- [EXERCISE AIM]:
Reproduce every line of the material below verbatim, without any alteration.

- [DATA EXCERPTS]:

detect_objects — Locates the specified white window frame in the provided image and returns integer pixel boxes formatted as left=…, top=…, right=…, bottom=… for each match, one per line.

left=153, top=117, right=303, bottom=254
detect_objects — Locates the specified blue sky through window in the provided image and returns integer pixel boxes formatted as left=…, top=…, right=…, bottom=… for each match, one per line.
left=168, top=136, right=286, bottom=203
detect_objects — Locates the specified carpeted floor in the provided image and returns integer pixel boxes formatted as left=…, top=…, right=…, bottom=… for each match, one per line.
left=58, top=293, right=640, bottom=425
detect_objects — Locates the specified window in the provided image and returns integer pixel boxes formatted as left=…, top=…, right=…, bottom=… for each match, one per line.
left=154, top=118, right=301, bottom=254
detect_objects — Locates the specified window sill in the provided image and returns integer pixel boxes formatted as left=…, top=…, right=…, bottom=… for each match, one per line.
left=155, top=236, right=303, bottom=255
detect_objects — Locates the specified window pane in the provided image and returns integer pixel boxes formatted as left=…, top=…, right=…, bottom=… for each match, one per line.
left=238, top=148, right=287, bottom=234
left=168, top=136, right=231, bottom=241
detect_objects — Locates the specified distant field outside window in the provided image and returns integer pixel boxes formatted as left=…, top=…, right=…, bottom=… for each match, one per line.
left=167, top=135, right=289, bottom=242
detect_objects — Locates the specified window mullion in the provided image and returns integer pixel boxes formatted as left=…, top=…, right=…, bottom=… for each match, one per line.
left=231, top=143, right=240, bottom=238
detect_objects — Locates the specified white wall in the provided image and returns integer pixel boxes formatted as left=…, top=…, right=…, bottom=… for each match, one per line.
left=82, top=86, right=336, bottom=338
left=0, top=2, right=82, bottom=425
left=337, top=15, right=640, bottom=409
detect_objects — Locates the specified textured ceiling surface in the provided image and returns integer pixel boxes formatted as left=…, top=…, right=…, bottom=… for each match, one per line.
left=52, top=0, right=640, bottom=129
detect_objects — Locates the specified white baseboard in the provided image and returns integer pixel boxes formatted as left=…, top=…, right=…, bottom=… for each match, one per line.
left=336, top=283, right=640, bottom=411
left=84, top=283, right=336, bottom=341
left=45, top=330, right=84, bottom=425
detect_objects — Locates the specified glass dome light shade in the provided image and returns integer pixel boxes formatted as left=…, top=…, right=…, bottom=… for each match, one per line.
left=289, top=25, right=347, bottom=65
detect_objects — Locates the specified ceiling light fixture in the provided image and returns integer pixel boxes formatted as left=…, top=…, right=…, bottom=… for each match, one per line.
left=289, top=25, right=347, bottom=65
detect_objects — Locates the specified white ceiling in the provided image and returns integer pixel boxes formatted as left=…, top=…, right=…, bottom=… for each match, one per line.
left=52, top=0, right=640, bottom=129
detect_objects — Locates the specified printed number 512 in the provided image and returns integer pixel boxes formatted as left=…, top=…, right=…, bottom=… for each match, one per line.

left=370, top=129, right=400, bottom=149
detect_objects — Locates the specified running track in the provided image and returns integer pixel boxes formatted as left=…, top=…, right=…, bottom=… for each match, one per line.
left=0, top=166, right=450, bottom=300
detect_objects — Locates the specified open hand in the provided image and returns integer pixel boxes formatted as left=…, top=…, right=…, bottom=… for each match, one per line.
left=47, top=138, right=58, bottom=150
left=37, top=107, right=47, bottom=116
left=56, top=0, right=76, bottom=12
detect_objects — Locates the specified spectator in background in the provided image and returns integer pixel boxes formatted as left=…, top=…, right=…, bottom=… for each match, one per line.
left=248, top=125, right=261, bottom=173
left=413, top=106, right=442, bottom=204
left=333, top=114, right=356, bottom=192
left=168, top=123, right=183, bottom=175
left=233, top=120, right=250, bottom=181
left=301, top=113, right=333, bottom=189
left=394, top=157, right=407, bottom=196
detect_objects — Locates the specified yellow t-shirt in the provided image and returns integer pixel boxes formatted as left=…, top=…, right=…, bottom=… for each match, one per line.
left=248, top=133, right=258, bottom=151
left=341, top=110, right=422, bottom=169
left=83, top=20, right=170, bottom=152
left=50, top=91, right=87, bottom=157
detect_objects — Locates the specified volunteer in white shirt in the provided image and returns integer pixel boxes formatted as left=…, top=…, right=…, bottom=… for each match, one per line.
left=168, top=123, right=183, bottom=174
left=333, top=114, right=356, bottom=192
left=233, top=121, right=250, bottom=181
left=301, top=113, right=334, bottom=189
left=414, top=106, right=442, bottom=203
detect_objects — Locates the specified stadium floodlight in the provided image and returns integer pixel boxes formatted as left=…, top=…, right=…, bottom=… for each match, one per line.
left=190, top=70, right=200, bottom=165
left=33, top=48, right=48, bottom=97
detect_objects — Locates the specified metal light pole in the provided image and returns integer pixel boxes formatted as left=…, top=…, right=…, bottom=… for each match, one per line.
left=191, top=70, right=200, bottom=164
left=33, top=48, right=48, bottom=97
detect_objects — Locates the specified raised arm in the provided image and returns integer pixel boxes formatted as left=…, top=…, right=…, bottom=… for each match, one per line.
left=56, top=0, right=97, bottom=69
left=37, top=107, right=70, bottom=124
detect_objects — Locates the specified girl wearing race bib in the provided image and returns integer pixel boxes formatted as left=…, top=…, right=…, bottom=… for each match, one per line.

- [ANSWER FOR THE TASK]:
detect_objects — Locates the specified white window frame in the provided image and returns integer pixel boxes formatted as left=…, top=…, right=…, bottom=… for each match, one per line.

left=153, top=117, right=303, bottom=254
detect_objects — Locates the specified blue sky through window in the provided image and returns integer pixel boxes formatted as left=…, top=…, right=…, bottom=… for each match, one per line.
left=168, top=136, right=286, bottom=203
detect_objects — Locates the specified carpeted floor in the provided image and returns integer pixel boxes formatted as left=…, top=…, right=…, bottom=… for each match, one per line.
left=58, top=293, right=640, bottom=425
detect_objects — Locates the specified window in the provided image and returns integer pixel boxes formatted as left=…, top=…, right=…, bottom=… for each match, one per line.
left=154, top=118, right=301, bottom=254
detect_objects — Locates the specified window sill in the provided image and returns integer pixel boxes formatted as left=…, top=…, right=…, bottom=… for each match, one per line.
left=155, top=236, right=303, bottom=255
detect_objects — Locates the specified window pane in the provided image and returns integer pixel boxes formatted as left=…, top=…, right=…, bottom=… for each match, one per line.
left=238, top=148, right=287, bottom=234
left=168, top=136, right=231, bottom=241
detect_objects — Locates the specified distant field outside window in the provided image and returns integer pixel boxes formatted as left=…, top=…, right=…, bottom=… for each match, one per line.
left=167, top=135, right=289, bottom=242
detect_objects — Locates the specified window mullion in the provided image and returns integer pixel boxes formatted as left=…, top=…, right=…, bottom=… for each match, one per line.
left=231, top=143, right=240, bottom=238
detect_objects — Locates the specified white wall in the provided image and returns integer pixel boxes formatted as left=…, top=…, right=…, bottom=… for each match, one per line.
left=82, top=86, right=336, bottom=338
left=0, top=2, right=82, bottom=425
left=337, top=15, right=640, bottom=409
detect_objects — Locates the specified textured ceiling surface in the provided image and returns integer pixel boxes formatted as left=…, top=…, right=…, bottom=… for each match, one per line.
left=52, top=0, right=640, bottom=129
detect_objects — Locates the specified white baseboard in the provided image and returns integer pixel boxes formatted as left=…, top=…, right=…, bottom=… for each match, one per line.
left=336, top=283, right=640, bottom=411
left=84, top=283, right=336, bottom=341
left=45, top=330, right=84, bottom=425
detect_objects — Locates the specified glass dome light shade in the provided image and returns integer pixel boxes formatted as left=…, top=…, right=…, bottom=… for each match, one per line.
left=289, top=25, right=347, bottom=65
detect_objects — Locates the specified ceiling light fixture in the provided image and returns integer pixel boxes formatted as left=…, top=…, right=…, bottom=… for each match, one per line.
left=289, top=25, right=347, bottom=65
detect_objects — Locates the specified white ceiling in the provided image and returns integer pixel boxes formatted as left=…, top=…, right=…, bottom=… for each match, one per line.
left=52, top=0, right=640, bottom=129
detect_objects — Locates the specified printed number 512 in the provided image and returns integer pixel boxes formatted as left=…, top=…, right=…, bottom=… for each match, one per line.

left=370, top=129, right=400, bottom=149
detect_objects — Locates the specified running track in the provided image and returns integer pixel boxes formatted as left=…, top=…, right=…, bottom=… for each match, one per line.
left=0, top=166, right=450, bottom=300
detect_objects — Locates the specified open hand in the provided image and returns integer pixel boxes formatted as left=…, top=…, right=…, bottom=… for each match, one per line.
left=47, top=138, right=58, bottom=150
left=37, top=107, right=47, bottom=116
left=56, top=0, right=76, bottom=12
detect_objects — Locates the specified spectator in background in the provided image and returns integer pixel boxes formatted as left=…, top=…, right=…, bottom=… for each match, one per line.
left=248, top=125, right=261, bottom=173
left=413, top=106, right=442, bottom=204
left=333, top=114, right=356, bottom=192
left=168, top=123, right=183, bottom=175
left=233, top=120, right=250, bottom=181
left=301, top=113, right=333, bottom=189
left=394, top=157, right=407, bottom=196
detect_objects — Locates the specified yellow t-shirt in the provided image and returns integer pixel boxes formatted as left=…, top=…, right=…, bottom=… for each match, one per line.
left=248, top=133, right=258, bottom=151
left=341, top=110, right=422, bottom=169
left=83, top=20, right=170, bottom=152
left=50, top=91, right=87, bottom=157
detect_objects — Locates the specified volunteer in white shirt in the provided image and returns integer pixel boxes formatted as left=…, top=…, right=…, bottom=… for each match, one per line.
left=168, top=123, right=183, bottom=174
left=333, top=114, right=356, bottom=192
left=233, top=121, right=250, bottom=181
left=301, top=113, right=334, bottom=189
left=414, top=106, right=442, bottom=203
detect_objects — Locates the specified stadium floodlight in the provided image and returns integer pixel boxes formatted as left=…, top=…, right=…, bottom=… for each match, one per line.
left=190, top=70, right=200, bottom=165
left=33, top=48, right=48, bottom=97
detect_objects — Locates the specified metal light pole in the provided image and returns integer pixel boxes formatted as left=…, top=…, right=…, bottom=… for each match, one per line.
left=191, top=70, right=200, bottom=164
left=33, top=48, right=48, bottom=97
detect_objects — Locates the specified raised arm in the provided image and returns integer pixel boxes formatted as left=…, top=…, right=…, bottom=… for each match, one per line.
left=56, top=0, right=97, bottom=69
left=37, top=107, right=70, bottom=124
detect_objects — Locates the specified girl wearing race bib in the provided image and returns integer pixel boxes formatted as left=…, top=…, right=…, bottom=… for each match, one per line.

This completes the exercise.